EXERCISE MATERIAL
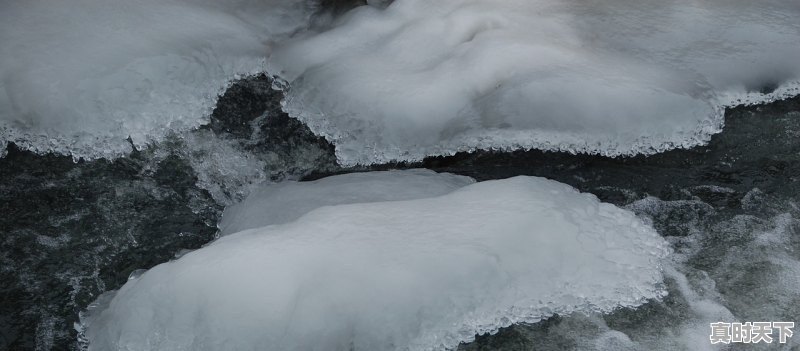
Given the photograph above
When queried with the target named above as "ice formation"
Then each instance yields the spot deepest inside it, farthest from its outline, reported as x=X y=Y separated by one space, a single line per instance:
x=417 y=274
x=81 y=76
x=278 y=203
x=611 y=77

---

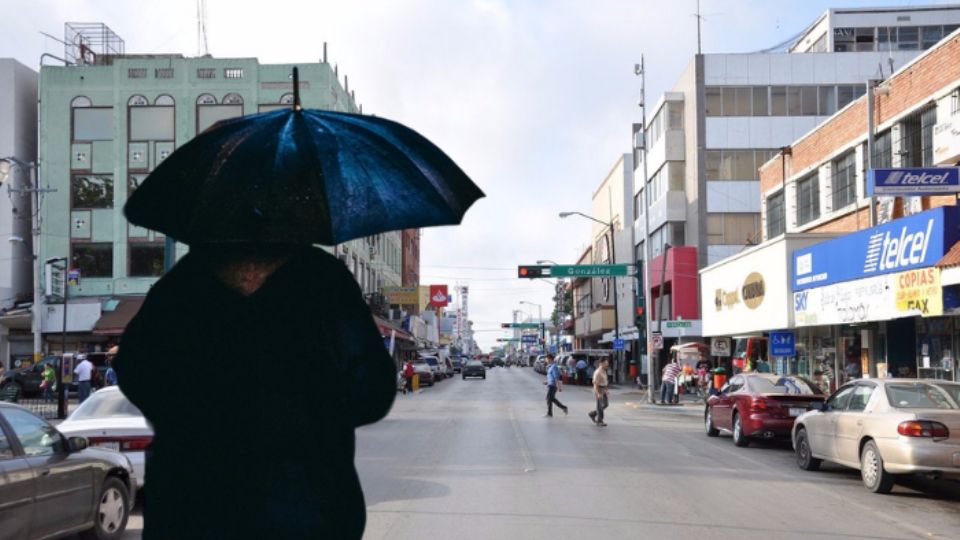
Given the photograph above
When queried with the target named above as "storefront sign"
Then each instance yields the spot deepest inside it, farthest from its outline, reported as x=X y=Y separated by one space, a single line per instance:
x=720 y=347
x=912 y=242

WHAT TO PRODUCE
State how many lines of the material contain the string "above". Reply with the number alone.

EXPECTED ANSWER
4